#### [Text extract]
* BEGIN *
A riveting departure from the Danish author whose novel Smilla's Sense of Snow was last year's surprising international bestseller. The narrator is a young man named Peter who recounts how he survived growing up in Danish orphanages and reform schools. Written in short blocks of concentrated text, the narrative skips around from memories of his childhood to meditations on the philosophy and history of time. Peter and his fellow ``borderliners''—those children who are in danger of being institutionalized for being hopelessly uncooperative with the reformist educational system—learn how to cope with the strict management of their every moment by trying to create time and space for themselves. At 14, after years of unhappily drifting through the institutional system, Peter and several other borderliners are given one last chance when they are transferred to an exclusive private school where, unknown to them, they have been sent in order to be guinea pigs in a secret government experiment where troubled students are integrated with regular, privileged students. At this Dickensian academy he befriends and tries to protect a very damaged psychotic boy and a recently orphaned girl, and together they conduct ``experiments'' in mentally and physically escaping the spacial and psychological constraints of the rigid school. They try ``escaping'' by doing everything from meditating on corporal punishment to breaking into the steam tunnels below the school. Hoeg's cool description of everyday degradation is powerfully spare and gives the impression that the author knows all too well his painful subject. In fact, this novel is so skillfully wrought that it reads like a survivor's memoir interweaved with an intriguing meditation on the meaning of time and how one views it under differing levels of positive and negative stress. While not the thriller of last year, Hoeg has delivered a page-turner of a quite different stripe. A brave, imaginative novel.
* END *
#### [Listing]
* BEGIN *
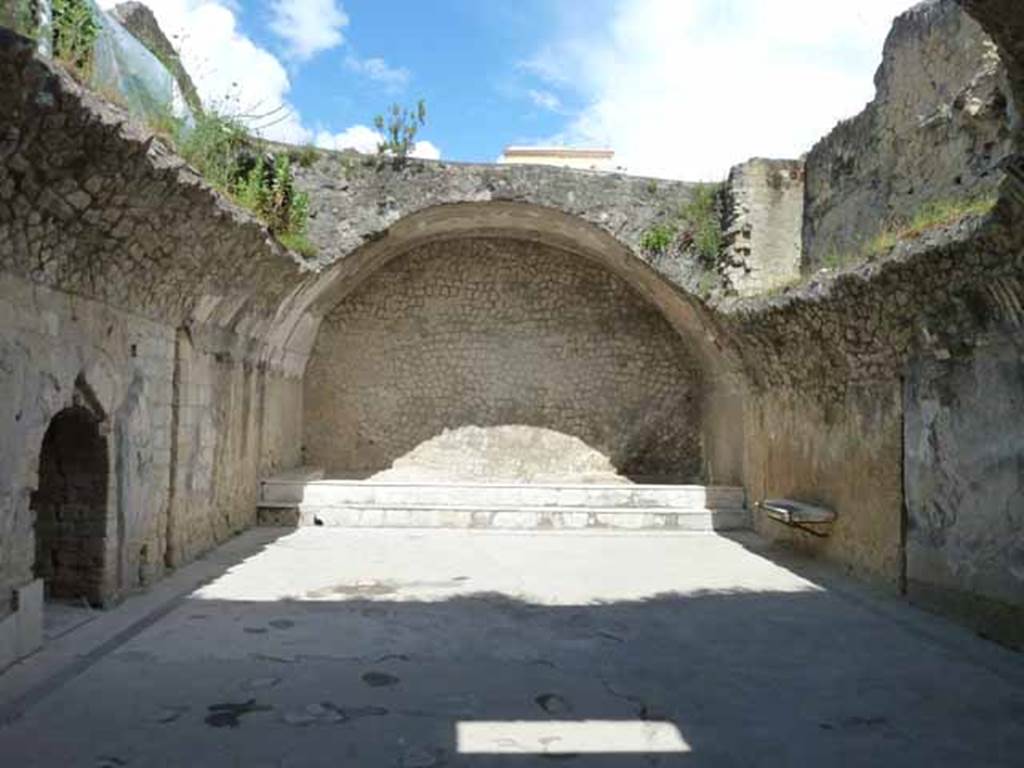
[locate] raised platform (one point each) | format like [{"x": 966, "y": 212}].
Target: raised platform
[{"x": 514, "y": 506}]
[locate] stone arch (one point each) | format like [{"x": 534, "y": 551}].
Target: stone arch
[
  {"x": 71, "y": 506},
  {"x": 406, "y": 322}
]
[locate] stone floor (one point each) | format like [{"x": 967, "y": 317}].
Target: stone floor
[{"x": 328, "y": 647}]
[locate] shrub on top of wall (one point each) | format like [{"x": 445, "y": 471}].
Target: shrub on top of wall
[{"x": 238, "y": 165}]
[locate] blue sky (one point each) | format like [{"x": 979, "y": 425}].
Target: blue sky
[{"x": 679, "y": 88}]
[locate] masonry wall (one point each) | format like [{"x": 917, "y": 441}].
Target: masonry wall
[
  {"x": 965, "y": 480},
  {"x": 940, "y": 125},
  {"x": 47, "y": 340},
  {"x": 845, "y": 456},
  {"x": 237, "y": 421},
  {"x": 765, "y": 214},
  {"x": 442, "y": 351}
]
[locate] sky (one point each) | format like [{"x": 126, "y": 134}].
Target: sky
[{"x": 678, "y": 88}]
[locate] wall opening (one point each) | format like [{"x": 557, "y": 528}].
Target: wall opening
[
  {"x": 492, "y": 358},
  {"x": 71, "y": 507}
]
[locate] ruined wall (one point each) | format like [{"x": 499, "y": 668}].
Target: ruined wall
[
  {"x": 493, "y": 333},
  {"x": 965, "y": 479},
  {"x": 47, "y": 340},
  {"x": 764, "y": 220},
  {"x": 940, "y": 124},
  {"x": 110, "y": 250}
]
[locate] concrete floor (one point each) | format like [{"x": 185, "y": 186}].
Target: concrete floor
[{"x": 328, "y": 647}]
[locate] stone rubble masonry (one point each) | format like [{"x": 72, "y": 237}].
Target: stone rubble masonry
[
  {"x": 765, "y": 213},
  {"x": 939, "y": 128},
  {"x": 120, "y": 267},
  {"x": 495, "y": 332}
]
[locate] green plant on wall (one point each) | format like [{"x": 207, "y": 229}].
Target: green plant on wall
[
  {"x": 238, "y": 165},
  {"x": 932, "y": 215},
  {"x": 74, "y": 31},
  {"x": 399, "y": 126},
  {"x": 702, "y": 222},
  {"x": 24, "y": 16},
  {"x": 658, "y": 238}
]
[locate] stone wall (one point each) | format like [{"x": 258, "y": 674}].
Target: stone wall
[
  {"x": 940, "y": 125},
  {"x": 492, "y": 334},
  {"x": 111, "y": 251},
  {"x": 965, "y": 479},
  {"x": 47, "y": 341},
  {"x": 765, "y": 214}
]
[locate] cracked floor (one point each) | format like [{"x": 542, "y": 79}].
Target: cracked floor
[{"x": 327, "y": 647}]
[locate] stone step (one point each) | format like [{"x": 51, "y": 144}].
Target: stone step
[
  {"x": 486, "y": 496},
  {"x": 635, "y": 518}
]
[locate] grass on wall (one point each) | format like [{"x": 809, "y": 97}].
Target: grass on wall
[
  {"x": 933, "y": 215},
  {"x": 696, "y": 226},
  {"x": 239, "y": 165}
]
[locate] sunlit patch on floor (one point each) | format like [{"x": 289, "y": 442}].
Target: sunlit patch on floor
[{"x": 567, "y": 737}]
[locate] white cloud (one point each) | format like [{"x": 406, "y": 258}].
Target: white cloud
[
  {"x": 686, "y": 88},
  {"x": 358, "y": 137},
  {"x": 365, "y": 139},
  {"x": 308, "y": 27},
  {"x": 426, "y": 151},
  {"x": 545, "y": 99},
  {"x": 230, "y": 71},
  {"x": 377, "y": 70}
]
* END *
#### [Short exercise]
Reproduce the book review above word for word, in full.

#### [Answer to the task]
A riveting departure from the Danish author whose novel Smilla's Sense of Snow was last year's surprising international bestseller. The narrator is a young man named Peter who recounts how he survived growing up in Danish orphanages and reform schools. Written in short blocks of concentrated text, the narrative skips around from memories of his childhood to meditations on the philosophy and history of time. Peter and his fellow ``borderliners''—those children who are in danger of being institutionalized for being hopelessly uncooperative with the reformist educational system—learn how to cope with the strict management of their every moment by trying to create time and space for themselves. At 14, after years of unhappily drifting through the institutional system, Peter and several other borderliners are given one last chance when they are transferred to an exclusive private school where, unknown to them, they have been sent in order to be guinea pigs in a secret government experiment where troubled students are integrated with regular, privileged students. At this Dickensian academy he befriends and tries to protect a very damaged psychotic boy and a recently orphaned girl, and together they conduct ``experiments'' in mentally and physically escaping the spacial and psychological constraints of the rigid school. They try ``escaping'' by doing everything from meditating on corporal punishment to breaking into the steam tunnels below the school. Hoeg's cool description of everyday degradation is powerfully spare and gives the impression that the author knows all too well his painful subject. In fact, this novel is so skillfully wrought that it reads like a survivor's memoir interweaved with an intriguing meditation on the meaning of time and how one views it under differing levels of positive and negative stress. While not the thriller of last year, Hoeg has delivered a page-turner of a quite different stripe. A brave, imaginative novel.